## Page
** START **
Living in huts made of bamboo and plastic sheeting, a family of 10 people, originally from northeast Thailand and speaking Laotian, had been doing the preliminary work of cutting and burning the waste of deadfall and stumps left by the loggers.

This clearing is the hardest part of the job, and a necessary one: New trees cannot grow until the streams are cleared for irrigation and soil erosion has been controlled.

The rangers had brought more plastic sheeting, bags of rice, and canned fish. They carry these good over the ravaged hills; the workers pay for them through deductions in their wages.

The father of the clan sat in a lean-to with Nai Mong and they went over receipts, while the others argued over the price of a new machete. A woman boiled water, and I learned that she spent all day boiling water.

Since there was no running water anywhere near the camp, every drop had to be boiled. There wasn't enough left after making the daily rice and drinking supply to bathe properly. Doing laundry was out of the question.

I spotted a young boy sitting on the edge of the group staring at the foreigner and eating bee larvae out of a wax comb. "Do you go to school?" I asked. He looked at Nai Mong, unsure what to say. Nai Mong broke off his conference with the clan patriarch to tell me that normally the boy goes to school, of course, but now was on holiday.

I asked him how long his family had been living in the south. He said eight years. If Nai Mong had told the truth, this boy should have attended public school in south Thailand for at least six years. But he was still speaking Laotian, and had difficulty understanding the rangers' southern Thai.
** END **
## Information provided
** START **
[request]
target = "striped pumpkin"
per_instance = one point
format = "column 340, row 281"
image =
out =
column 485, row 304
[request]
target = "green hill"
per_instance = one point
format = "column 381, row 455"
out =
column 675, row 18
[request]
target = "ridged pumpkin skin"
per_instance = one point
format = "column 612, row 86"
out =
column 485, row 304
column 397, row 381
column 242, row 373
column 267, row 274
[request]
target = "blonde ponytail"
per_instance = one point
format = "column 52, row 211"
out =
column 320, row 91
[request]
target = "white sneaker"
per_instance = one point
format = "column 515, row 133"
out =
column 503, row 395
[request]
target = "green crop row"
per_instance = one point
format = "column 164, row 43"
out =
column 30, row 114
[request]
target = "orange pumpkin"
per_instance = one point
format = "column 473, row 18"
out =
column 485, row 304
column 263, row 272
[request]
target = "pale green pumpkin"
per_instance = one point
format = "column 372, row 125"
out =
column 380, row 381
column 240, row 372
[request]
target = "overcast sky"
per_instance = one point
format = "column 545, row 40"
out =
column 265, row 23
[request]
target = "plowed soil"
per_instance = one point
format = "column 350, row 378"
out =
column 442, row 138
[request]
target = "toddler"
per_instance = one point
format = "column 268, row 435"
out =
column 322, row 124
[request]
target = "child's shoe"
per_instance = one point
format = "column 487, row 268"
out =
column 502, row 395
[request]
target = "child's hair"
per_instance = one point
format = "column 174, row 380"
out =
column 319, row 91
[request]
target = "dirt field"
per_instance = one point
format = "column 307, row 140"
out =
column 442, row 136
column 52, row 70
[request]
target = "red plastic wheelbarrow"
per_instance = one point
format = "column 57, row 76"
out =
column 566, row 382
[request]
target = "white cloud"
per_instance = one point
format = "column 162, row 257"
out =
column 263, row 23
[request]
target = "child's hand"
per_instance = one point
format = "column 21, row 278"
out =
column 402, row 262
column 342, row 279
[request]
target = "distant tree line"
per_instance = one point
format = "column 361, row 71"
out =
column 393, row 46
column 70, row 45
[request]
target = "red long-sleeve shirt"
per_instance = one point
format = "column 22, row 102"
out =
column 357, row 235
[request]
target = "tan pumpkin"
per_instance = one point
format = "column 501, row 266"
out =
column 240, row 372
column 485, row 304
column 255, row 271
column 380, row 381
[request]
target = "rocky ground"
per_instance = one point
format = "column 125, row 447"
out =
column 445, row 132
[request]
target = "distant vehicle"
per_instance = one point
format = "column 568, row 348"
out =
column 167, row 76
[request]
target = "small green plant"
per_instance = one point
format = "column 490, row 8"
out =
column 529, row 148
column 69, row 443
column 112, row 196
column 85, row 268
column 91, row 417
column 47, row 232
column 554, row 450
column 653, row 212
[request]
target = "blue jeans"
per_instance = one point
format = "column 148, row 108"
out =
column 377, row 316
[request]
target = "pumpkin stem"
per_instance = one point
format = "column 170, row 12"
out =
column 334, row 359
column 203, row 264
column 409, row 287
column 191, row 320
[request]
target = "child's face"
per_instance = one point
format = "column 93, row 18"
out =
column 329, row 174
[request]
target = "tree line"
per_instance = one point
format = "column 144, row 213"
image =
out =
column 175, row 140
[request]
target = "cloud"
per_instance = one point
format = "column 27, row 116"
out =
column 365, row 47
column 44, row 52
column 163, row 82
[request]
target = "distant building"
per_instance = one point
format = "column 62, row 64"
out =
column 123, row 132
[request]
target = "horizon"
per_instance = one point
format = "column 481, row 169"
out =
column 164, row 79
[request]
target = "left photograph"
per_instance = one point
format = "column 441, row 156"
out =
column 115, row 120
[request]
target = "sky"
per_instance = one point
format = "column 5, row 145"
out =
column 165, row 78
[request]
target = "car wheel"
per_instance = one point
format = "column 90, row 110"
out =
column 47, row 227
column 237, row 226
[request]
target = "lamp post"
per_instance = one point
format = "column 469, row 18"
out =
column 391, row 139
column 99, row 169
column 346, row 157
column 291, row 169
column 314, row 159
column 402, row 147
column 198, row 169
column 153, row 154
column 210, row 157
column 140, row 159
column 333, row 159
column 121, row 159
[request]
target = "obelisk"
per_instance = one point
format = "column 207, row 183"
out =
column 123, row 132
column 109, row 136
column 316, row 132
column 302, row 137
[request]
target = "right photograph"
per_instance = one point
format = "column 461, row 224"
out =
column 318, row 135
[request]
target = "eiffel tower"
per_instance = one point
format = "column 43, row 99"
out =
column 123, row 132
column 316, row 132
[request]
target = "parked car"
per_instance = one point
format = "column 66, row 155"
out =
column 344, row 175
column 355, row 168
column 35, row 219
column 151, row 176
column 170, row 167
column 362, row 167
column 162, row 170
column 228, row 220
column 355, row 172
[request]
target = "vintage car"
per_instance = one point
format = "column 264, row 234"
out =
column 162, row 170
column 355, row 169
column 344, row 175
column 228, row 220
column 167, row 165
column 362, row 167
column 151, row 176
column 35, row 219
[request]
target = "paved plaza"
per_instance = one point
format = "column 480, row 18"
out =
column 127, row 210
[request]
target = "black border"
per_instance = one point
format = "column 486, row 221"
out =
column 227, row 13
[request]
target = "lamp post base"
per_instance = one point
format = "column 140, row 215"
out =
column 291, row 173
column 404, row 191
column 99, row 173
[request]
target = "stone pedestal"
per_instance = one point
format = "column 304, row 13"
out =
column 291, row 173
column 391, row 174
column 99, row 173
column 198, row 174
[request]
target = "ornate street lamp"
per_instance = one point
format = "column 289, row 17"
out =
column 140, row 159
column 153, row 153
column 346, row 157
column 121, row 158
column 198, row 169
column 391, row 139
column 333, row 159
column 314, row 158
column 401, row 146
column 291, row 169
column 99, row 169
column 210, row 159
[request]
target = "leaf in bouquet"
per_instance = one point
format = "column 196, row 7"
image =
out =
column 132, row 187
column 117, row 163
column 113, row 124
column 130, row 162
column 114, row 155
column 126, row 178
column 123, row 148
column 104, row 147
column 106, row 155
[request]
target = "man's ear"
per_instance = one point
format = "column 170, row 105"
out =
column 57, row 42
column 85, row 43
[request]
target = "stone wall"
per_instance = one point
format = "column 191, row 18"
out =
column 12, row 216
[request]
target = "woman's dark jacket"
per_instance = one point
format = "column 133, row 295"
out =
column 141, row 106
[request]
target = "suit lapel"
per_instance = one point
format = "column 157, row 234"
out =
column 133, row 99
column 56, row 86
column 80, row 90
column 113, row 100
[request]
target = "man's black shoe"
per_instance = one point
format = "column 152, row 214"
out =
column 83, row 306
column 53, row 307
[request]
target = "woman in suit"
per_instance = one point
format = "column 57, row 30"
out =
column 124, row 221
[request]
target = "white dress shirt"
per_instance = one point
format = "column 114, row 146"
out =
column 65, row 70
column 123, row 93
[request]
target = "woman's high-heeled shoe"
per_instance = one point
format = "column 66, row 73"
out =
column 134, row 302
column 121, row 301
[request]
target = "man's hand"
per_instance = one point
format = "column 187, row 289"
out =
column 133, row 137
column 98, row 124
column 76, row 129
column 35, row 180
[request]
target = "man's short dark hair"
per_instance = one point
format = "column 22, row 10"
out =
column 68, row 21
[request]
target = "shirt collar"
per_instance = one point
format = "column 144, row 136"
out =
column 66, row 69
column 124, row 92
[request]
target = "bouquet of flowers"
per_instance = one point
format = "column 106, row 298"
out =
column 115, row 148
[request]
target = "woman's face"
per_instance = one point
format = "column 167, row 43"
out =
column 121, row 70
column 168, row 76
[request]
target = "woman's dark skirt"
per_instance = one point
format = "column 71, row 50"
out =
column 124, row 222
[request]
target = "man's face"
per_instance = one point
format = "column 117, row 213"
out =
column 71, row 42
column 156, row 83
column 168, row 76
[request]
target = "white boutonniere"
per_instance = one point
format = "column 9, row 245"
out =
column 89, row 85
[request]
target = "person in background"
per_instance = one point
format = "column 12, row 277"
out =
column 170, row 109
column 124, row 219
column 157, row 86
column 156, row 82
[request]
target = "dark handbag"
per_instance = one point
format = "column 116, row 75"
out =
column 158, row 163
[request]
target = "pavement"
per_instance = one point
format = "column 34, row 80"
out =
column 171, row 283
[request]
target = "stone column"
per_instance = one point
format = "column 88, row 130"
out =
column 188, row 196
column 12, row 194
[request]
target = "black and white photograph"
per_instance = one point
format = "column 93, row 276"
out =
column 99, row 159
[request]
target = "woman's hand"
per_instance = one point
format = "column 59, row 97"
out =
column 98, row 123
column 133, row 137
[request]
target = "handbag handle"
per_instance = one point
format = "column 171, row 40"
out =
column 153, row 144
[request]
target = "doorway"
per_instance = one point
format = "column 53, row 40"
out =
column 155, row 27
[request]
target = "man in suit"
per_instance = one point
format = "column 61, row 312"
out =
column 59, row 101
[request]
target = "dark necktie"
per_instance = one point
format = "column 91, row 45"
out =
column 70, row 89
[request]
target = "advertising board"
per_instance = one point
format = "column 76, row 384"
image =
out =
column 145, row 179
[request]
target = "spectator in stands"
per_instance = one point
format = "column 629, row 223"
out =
** END **
## Work to complete
(A) Print the passage from the account of the forest-clearing camp above, starting with "Since there was" and going on through "was on holiday.".
(B) Render this sentence from the account of the forest-clearing camp into Spanish: "Since there was no running water anywhere near the camp, every drop had to be boiled."

## Results of the tasks
(A)
Since there was no running water anywhere near the camp, every drop had to be boiled. There wasn't enough left after making the daily rice and drinking supply to bathe properly. Doing laundry was out of the question.

I spotted a young boy sitting on the edge of the group staring at the foreigner and eating bee larvae out of a wax comb. "Do you go to school?" I asked. He looked at Nai Mong, unsure what to say. Nai Mong broke off his conference with the clan patriarch to tell me that normally the boy goes to school, of course, but now was on holiday.

(B) Como no había agua corriente en ningún lugar cerca del campamento, había que hervir cada gota.